→ **WHAT NEEDS TO BE DONE**: Will you return the items below word for word, starting at the line that contains "Look at the image and locate the red" and ending at the line that contains "[156,290,1019,742]", both lines included?

→ **SUPPLIED DATA**:
————————

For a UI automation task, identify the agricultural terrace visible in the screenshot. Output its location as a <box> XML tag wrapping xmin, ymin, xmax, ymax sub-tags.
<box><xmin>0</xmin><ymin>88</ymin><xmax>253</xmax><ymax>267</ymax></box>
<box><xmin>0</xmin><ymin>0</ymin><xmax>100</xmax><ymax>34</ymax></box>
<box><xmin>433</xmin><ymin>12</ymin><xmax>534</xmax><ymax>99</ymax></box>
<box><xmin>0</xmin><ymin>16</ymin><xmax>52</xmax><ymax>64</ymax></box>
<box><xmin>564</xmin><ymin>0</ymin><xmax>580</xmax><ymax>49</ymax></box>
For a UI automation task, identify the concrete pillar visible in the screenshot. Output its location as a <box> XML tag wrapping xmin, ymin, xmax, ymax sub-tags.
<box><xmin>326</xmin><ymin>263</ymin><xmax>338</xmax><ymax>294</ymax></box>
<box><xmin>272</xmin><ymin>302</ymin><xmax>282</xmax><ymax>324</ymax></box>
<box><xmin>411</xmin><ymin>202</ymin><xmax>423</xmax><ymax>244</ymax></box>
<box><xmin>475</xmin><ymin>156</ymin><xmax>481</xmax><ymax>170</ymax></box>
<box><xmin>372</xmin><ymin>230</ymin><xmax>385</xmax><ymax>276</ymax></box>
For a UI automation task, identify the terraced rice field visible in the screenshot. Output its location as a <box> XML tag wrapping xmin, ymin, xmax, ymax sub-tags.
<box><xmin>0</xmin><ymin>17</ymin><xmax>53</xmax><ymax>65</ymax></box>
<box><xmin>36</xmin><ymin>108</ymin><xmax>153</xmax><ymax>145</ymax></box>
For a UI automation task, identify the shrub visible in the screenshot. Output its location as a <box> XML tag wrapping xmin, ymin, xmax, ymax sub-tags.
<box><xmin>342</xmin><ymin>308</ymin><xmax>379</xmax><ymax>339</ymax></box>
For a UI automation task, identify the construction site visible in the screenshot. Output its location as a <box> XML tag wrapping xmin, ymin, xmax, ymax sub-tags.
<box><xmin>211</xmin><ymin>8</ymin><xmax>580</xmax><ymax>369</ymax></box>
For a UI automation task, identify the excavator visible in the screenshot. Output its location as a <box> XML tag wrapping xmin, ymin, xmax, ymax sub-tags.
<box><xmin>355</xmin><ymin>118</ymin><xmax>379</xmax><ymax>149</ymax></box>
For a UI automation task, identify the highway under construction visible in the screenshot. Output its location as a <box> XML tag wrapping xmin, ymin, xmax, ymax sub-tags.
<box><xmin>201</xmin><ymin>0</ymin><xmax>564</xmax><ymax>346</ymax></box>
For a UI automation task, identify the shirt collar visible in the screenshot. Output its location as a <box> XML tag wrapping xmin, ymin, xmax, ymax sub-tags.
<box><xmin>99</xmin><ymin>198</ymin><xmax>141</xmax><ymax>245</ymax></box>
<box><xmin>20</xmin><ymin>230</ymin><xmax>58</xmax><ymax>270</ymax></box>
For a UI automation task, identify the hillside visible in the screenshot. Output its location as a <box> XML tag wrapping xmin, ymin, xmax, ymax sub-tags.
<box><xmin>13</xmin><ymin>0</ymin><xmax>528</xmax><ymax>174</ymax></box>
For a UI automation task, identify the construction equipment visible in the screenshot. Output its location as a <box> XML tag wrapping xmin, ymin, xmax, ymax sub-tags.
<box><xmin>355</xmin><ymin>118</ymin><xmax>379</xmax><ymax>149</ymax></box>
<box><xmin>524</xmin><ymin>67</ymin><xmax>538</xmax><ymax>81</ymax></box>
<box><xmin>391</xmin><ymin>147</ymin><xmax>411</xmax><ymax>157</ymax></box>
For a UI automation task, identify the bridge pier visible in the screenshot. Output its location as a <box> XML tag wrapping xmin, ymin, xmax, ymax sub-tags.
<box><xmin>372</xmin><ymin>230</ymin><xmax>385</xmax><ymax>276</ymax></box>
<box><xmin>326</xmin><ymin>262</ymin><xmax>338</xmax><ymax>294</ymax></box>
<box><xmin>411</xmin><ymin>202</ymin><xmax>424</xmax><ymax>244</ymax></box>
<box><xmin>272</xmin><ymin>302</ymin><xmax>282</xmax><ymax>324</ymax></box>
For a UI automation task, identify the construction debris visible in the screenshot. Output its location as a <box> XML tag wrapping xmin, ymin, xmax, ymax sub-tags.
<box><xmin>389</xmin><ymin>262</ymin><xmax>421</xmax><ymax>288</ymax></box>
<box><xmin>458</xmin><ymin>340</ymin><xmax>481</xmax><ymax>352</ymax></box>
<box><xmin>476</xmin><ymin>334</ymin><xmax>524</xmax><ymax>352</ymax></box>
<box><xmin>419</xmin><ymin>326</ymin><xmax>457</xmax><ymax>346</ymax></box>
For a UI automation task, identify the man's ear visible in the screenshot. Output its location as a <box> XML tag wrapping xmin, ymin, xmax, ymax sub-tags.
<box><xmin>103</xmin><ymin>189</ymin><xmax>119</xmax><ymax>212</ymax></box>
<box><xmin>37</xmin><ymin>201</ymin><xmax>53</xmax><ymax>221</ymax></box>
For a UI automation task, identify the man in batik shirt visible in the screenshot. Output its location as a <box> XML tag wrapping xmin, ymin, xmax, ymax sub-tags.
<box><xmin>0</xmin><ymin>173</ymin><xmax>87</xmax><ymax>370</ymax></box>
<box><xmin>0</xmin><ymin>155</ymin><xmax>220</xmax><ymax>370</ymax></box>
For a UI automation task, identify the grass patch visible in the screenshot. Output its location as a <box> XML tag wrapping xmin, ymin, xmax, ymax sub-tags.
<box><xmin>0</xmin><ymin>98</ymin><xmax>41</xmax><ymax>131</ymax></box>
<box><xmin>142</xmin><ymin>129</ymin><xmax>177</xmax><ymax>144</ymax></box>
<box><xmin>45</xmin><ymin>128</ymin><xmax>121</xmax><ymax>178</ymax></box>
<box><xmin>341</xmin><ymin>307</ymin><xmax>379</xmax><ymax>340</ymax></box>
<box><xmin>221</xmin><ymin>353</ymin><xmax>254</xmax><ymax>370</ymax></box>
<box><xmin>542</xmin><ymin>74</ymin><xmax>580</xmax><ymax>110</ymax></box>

————————

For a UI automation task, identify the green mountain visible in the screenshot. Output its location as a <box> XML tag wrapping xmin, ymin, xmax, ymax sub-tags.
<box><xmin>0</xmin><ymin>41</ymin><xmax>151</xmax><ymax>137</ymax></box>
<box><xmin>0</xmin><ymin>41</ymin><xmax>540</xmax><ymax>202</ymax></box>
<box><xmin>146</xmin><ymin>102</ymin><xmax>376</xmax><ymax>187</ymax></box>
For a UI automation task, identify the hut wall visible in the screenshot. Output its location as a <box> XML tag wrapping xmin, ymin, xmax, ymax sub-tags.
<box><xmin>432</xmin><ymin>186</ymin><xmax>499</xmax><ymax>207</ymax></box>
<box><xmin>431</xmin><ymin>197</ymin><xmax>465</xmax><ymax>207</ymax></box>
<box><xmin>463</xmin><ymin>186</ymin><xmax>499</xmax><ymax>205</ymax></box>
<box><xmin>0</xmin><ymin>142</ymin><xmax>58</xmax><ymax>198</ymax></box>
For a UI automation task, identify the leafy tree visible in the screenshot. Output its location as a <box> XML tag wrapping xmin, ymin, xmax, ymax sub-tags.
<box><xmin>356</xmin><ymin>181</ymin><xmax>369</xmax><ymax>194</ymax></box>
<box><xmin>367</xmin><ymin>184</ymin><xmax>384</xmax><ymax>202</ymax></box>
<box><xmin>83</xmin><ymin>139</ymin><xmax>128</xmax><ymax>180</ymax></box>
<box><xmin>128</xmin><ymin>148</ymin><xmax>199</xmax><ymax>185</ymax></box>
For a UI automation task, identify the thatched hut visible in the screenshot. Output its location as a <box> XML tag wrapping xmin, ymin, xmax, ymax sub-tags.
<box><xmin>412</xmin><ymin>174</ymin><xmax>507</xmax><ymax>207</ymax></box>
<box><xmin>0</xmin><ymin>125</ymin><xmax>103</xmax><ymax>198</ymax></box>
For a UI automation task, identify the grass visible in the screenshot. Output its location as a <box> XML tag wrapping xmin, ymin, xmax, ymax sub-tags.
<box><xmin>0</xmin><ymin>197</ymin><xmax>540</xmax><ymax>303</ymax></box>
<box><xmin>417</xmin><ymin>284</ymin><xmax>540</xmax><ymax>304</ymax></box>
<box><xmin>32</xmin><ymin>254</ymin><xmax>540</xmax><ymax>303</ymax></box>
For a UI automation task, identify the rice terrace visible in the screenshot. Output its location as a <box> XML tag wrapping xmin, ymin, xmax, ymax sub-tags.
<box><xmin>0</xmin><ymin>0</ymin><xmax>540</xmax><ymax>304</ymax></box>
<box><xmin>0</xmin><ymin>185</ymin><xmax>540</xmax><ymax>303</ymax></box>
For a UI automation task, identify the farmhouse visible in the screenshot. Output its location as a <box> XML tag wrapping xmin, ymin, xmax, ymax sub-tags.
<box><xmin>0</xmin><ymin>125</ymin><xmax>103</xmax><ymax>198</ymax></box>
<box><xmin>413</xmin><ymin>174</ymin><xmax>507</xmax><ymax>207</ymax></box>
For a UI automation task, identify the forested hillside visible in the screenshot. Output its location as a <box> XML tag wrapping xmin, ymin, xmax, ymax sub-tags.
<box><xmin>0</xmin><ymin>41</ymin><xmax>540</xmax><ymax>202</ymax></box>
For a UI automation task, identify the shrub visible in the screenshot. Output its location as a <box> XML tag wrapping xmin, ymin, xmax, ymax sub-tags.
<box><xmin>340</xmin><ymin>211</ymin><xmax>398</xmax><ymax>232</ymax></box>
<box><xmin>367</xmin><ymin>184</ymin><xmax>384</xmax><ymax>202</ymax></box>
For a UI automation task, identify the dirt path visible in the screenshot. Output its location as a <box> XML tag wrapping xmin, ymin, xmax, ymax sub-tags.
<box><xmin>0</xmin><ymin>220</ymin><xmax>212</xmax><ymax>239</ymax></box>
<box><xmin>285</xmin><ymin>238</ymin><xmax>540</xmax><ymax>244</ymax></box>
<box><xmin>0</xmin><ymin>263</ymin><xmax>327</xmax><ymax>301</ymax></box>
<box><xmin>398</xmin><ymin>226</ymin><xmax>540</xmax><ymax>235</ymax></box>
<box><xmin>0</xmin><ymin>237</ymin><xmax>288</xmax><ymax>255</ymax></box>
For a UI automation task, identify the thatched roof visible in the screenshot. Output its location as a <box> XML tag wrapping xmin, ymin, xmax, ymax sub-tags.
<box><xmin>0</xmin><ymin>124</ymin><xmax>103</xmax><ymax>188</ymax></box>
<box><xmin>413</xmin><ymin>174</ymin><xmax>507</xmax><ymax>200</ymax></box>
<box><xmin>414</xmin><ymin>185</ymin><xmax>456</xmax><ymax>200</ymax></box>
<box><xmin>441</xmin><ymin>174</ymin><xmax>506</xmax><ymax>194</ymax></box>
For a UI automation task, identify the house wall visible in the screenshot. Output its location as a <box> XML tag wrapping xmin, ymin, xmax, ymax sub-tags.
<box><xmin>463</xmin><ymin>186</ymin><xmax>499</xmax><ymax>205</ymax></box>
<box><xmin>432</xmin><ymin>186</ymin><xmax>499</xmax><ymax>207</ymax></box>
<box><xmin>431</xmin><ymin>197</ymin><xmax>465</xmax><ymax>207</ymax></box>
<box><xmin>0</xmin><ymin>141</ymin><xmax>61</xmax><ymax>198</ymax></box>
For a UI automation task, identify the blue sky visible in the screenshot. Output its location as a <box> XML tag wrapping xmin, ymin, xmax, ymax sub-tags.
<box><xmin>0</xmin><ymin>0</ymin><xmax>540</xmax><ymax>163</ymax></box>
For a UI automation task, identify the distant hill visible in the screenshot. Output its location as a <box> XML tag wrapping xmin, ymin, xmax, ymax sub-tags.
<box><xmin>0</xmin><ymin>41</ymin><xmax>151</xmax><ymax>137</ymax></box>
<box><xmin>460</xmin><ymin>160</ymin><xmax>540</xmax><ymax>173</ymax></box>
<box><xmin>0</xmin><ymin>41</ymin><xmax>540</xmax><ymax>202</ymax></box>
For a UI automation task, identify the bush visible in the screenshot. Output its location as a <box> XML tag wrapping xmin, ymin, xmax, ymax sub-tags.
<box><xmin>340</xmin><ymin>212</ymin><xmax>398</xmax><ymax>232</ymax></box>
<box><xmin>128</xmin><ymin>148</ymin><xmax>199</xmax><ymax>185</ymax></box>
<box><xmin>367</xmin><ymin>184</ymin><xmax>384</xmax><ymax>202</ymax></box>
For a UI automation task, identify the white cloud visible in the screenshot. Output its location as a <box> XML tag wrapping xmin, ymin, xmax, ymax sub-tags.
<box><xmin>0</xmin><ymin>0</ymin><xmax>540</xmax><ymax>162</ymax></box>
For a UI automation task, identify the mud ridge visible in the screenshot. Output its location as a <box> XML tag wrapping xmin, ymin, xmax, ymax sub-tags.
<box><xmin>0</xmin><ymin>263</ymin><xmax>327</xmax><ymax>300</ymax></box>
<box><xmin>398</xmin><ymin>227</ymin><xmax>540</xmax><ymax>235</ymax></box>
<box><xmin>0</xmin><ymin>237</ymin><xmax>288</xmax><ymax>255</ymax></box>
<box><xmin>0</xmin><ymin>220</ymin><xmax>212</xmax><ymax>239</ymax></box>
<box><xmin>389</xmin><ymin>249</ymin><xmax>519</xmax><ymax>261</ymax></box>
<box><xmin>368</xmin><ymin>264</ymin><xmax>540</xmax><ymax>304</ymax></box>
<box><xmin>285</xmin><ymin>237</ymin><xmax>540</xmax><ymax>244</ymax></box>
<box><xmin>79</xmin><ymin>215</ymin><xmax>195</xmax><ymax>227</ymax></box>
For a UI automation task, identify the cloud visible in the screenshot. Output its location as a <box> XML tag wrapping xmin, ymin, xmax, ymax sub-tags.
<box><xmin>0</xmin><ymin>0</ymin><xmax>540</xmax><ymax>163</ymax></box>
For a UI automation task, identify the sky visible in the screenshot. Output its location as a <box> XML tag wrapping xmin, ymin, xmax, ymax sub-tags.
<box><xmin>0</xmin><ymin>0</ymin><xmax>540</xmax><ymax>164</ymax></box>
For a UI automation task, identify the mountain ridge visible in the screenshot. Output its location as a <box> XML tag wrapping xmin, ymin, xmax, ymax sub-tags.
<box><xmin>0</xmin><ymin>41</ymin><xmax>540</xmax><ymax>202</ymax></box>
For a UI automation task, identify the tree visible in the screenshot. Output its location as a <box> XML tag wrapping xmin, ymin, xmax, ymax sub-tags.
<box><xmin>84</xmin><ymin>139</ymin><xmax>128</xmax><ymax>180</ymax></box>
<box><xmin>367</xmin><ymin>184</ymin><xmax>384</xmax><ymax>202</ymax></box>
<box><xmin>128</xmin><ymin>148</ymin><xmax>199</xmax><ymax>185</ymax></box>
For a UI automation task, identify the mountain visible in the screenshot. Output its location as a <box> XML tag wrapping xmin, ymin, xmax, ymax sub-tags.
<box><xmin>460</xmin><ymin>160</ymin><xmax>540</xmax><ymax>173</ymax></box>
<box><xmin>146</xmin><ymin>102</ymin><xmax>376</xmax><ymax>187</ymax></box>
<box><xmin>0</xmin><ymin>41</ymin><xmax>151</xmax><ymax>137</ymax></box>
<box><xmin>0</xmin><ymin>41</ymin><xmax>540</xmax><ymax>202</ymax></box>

————————

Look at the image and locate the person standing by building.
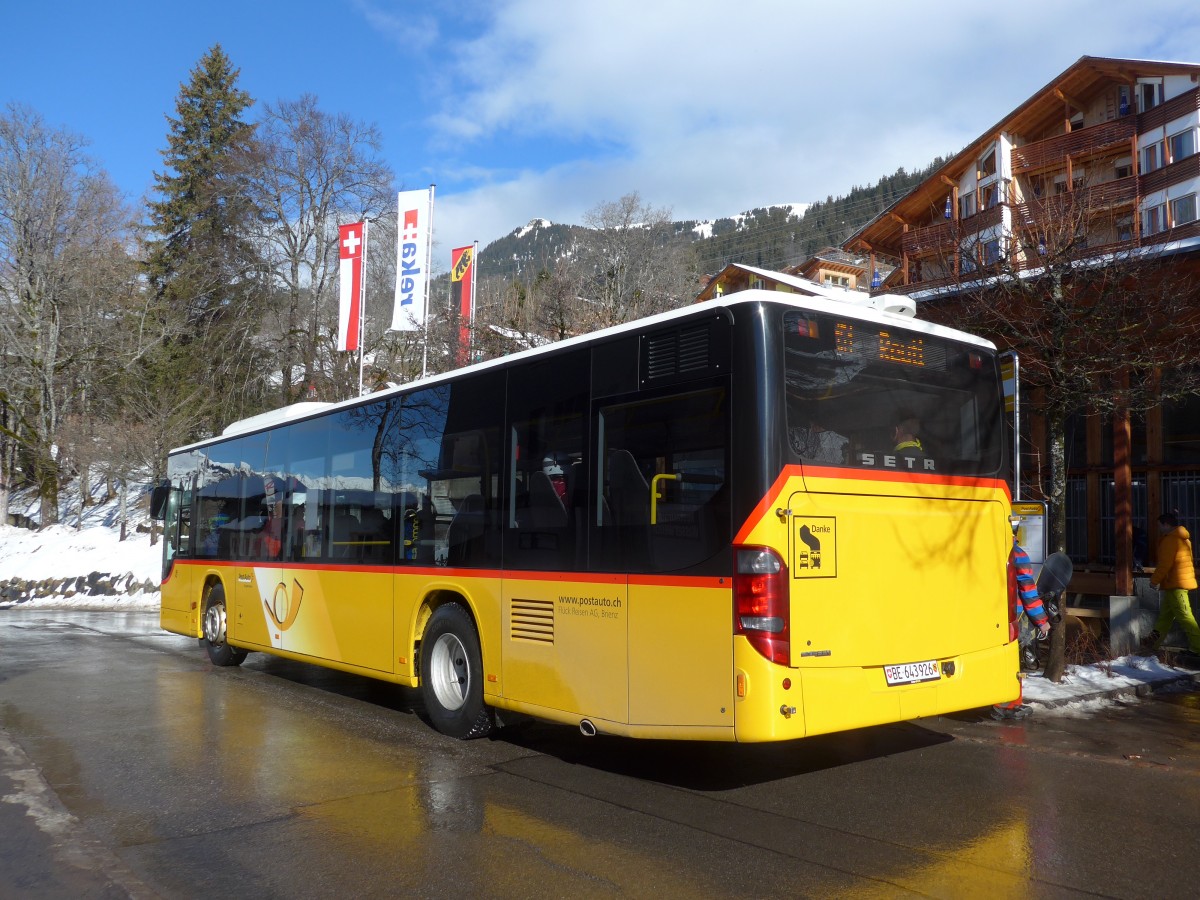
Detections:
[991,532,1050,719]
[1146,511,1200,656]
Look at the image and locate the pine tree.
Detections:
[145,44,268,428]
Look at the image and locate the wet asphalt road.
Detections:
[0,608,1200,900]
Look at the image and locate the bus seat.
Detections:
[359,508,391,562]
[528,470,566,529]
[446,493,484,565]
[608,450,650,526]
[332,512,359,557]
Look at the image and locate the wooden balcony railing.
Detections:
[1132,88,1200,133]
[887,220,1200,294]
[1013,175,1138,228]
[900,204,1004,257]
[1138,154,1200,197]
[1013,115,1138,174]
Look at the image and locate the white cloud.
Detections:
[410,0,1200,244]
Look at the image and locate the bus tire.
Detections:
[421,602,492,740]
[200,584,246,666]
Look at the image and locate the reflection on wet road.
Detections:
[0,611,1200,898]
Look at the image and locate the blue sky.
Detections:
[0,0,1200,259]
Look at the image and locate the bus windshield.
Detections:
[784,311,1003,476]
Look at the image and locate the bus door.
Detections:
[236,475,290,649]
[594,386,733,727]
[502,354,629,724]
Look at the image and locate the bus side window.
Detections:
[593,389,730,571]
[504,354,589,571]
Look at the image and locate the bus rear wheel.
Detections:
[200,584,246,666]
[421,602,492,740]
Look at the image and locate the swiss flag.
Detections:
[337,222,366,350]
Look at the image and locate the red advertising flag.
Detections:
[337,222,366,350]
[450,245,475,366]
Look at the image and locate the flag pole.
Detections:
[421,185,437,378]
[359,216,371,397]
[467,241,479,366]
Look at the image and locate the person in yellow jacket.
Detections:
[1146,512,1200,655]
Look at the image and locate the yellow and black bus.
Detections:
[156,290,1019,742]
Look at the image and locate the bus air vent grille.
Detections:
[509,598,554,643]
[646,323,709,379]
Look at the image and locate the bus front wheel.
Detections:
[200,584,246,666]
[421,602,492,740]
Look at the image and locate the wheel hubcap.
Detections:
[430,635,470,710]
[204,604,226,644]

————————

→ **SOLUTION FOR THIS TASK**:
Look at the image and locate the red advertising flag.
Detections:
[337,222,366,350]
[450,245,475,366]
Look at the image and locate the flag pole.
Detections:
[421,185,437,378]
[359,216,371,397]
[467,241,479,366]
Look at the image and locate the person in yellow jacket.
Detections:
[1146,512,1200,655]
Look at the image and locate the yellow and black bus.
Detections:
[156,290,1019,742]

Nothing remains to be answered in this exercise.